Vejo as pessoas que caminham
sem nada no corpo, nada na alma
nada no coração
e me encho de uma vontade tola de dizer que te amo
que eu não sou essa pessoa vazia
que anda por ai sem fazer barulho
sem que ninguém note
por entre os carros das avenidas lotadas
furando os sinais, atravessando no vermelho
enquanto sei que você sabe que sou apenas isso
apenas essa parte solitária desse mundo apressado
apenas esse alguém vazio que quer encher-se de você
eu ando por ai, sabe, ando o tempo todo
tentando achar alguém em algum corpo perdido
que me remeta seu rosto, sua voz, seu sorriso
mas tudo que vejo, tudo que tem
são pessoas perdidas no próprio silêncio
gente correndo
ninguém mais quer saber dessa coisa, meu bem
essa coisa de amor que eu tenho aqui no meu peito
ninguém quer mais
acho que é porque dói
dói em mim também
mas eu tento fazer comum
como os carros que buzinam aqui embaixo da janela
como o barulho do trem nos trilhos
e as vozes vazias da televisão
querendo que eu compre, que eu veja, que eu venda, que eu vote
tento fazer com que a solidão seja essa coisa rotineira
quase como a morte
quase como um noticiário de fim de tarde
onde o apresentador dia após dia se revolta com a crueldade
com a maldade
mas no fundo no fundo já se acostumou
sabe, bem como eu
que fico aqui, me revoltando e remoendo a sua crueldade
a sua maldade de não estar ao meu lado
e no fundo, sei que meu corpo tem mais sede de tua ausência
que do seu toque que tanto anseio.

Tarefas ->
**a)** Liste as ações que, segundo o poema, as vozes vazias da televisão querem que quem fala faça.
**b)** Localize nas entradas cada linha em que aparece a palavra "fence" e copie todas elas.

Entradas fornecidas ->
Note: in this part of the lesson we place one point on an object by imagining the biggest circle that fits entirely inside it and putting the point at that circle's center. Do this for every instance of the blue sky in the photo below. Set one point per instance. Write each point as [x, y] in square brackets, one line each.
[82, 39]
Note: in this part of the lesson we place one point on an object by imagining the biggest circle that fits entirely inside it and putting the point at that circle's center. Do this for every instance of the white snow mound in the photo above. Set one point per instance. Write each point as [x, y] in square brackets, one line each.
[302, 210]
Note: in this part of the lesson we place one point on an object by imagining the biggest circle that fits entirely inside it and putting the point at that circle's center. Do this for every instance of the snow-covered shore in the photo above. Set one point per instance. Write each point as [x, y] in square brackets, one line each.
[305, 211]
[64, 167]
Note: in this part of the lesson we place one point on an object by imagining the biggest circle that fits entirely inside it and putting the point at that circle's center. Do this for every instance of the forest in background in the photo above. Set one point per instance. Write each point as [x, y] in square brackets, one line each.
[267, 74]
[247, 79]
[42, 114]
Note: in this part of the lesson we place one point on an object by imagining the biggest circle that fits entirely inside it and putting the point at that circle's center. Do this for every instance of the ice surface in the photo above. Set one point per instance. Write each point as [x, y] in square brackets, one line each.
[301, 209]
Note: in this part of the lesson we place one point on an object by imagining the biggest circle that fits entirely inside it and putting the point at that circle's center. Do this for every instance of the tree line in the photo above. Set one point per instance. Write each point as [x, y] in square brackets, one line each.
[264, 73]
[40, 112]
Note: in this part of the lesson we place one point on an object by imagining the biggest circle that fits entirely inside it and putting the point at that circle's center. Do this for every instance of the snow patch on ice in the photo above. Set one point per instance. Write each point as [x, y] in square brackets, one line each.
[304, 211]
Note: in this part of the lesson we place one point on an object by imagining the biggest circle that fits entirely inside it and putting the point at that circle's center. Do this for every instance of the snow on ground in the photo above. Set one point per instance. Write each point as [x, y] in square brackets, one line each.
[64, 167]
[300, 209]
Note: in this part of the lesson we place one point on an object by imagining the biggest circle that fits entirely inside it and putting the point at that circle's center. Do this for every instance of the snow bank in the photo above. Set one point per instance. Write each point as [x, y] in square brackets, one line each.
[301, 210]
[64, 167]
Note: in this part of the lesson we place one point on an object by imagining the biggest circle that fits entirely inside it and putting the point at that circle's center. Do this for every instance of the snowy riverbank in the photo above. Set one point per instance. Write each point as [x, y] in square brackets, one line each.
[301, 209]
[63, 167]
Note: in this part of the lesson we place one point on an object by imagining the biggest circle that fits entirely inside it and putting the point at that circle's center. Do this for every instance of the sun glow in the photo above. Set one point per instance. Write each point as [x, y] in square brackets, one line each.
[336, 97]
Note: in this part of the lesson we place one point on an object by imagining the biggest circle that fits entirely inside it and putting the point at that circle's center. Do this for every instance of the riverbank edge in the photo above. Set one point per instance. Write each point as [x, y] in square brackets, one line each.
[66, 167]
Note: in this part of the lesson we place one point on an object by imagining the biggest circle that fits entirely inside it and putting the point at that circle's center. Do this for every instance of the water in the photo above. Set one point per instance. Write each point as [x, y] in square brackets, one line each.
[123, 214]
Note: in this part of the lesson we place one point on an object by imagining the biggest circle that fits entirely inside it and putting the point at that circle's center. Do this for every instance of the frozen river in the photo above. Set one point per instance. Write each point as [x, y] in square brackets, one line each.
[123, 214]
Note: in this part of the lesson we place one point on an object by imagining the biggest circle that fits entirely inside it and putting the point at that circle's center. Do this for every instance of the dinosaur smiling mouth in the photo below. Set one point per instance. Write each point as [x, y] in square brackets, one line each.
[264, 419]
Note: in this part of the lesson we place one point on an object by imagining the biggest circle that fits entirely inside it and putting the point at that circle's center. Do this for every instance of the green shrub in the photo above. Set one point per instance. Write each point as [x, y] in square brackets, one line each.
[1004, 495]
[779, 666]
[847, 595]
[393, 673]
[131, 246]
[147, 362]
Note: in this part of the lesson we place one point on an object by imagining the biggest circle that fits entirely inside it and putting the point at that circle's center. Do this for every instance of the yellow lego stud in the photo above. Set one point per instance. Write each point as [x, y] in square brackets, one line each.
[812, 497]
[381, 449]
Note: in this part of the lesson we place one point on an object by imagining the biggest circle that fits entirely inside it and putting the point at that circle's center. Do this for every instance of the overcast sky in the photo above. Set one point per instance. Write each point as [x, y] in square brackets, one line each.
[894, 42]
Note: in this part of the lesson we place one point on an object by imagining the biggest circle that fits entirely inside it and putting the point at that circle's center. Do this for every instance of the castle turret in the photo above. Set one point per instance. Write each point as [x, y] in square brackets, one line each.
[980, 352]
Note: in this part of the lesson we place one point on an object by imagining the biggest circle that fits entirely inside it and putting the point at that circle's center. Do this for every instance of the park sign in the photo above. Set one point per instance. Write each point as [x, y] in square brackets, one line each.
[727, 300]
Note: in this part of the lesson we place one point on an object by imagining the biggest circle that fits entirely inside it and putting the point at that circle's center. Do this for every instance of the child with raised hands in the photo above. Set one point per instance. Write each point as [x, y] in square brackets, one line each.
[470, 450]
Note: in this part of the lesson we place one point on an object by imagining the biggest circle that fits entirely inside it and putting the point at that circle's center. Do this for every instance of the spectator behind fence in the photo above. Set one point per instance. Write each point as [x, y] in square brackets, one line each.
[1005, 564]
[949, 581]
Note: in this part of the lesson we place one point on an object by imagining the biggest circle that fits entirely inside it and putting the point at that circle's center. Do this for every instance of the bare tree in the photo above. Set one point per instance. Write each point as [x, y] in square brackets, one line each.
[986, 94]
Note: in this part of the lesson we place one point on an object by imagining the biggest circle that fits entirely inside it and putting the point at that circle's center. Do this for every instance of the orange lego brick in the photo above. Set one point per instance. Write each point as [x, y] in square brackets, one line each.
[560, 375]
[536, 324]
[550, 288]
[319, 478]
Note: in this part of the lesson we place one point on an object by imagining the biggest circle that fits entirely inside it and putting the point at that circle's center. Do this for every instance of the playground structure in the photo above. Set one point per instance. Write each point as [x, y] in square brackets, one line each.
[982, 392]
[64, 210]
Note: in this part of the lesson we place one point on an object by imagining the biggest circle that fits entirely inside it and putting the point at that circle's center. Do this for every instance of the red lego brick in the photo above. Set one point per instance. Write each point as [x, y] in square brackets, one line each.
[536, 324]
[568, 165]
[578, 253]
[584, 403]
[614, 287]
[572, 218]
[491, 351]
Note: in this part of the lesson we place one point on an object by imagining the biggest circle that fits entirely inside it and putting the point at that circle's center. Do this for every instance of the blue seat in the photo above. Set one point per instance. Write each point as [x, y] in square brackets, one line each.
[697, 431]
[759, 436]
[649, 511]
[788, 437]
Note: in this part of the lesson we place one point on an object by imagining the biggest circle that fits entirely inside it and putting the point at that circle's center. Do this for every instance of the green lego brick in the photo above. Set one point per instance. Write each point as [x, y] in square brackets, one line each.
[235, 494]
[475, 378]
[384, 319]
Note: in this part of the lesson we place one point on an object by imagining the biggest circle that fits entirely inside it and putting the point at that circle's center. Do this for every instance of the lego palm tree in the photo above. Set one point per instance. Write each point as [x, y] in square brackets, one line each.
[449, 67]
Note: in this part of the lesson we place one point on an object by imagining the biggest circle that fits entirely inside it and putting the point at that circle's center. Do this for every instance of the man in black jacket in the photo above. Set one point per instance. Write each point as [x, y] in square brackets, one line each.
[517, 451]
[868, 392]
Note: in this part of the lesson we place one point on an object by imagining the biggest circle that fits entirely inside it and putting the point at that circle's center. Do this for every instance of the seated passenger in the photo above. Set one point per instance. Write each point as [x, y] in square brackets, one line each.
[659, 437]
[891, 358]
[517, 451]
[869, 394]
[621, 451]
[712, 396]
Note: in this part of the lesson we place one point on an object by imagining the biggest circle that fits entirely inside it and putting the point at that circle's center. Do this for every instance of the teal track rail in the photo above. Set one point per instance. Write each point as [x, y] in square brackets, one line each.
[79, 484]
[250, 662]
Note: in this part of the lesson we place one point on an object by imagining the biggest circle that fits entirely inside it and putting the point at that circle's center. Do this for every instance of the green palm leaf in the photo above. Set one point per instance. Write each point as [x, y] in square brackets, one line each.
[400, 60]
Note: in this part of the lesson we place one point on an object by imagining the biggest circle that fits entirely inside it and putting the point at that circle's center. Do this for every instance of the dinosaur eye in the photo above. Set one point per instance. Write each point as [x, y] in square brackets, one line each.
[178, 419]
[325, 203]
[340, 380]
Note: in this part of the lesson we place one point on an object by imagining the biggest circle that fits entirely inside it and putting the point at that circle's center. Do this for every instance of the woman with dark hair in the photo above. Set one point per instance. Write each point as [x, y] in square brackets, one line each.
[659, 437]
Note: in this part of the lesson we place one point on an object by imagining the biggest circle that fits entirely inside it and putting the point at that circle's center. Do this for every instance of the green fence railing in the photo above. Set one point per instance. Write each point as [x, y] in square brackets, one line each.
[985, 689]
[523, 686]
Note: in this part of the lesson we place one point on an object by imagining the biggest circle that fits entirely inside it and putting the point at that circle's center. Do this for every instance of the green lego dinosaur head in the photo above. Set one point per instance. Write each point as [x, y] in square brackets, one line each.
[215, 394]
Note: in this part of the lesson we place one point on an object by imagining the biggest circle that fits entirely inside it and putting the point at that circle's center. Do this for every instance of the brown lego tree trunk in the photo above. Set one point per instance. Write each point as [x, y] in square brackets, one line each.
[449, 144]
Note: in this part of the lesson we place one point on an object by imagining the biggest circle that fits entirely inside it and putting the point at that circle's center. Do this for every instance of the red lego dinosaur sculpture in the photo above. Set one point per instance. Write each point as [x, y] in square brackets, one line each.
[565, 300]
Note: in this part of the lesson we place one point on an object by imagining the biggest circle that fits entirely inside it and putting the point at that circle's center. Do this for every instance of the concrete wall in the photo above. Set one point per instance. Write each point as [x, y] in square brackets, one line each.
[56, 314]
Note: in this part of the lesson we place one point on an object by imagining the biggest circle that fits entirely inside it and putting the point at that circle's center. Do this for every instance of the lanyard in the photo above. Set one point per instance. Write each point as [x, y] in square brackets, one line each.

Respostas por tarefa ->
**a)** compre, veja, venda, vote

**b)**
Note: in this part of the lesson we place one point on an object by imagining the biggest circle that fits entirely inside it and putting the point at that circle's center. Do this for every instance of the spectator behind fence in the photo above. Set one point per instance. Write each point as [x, y] in square brackets, one line each.
Note: in this part of the lesson we place one point on an object by imagining the biggest circle that fits entirely inside it and putting the point at that circle's center. Do this for every instance of the green fence railing in the photo above. Set one point per instance. Write each point as [x, y] in square brackets, one line each.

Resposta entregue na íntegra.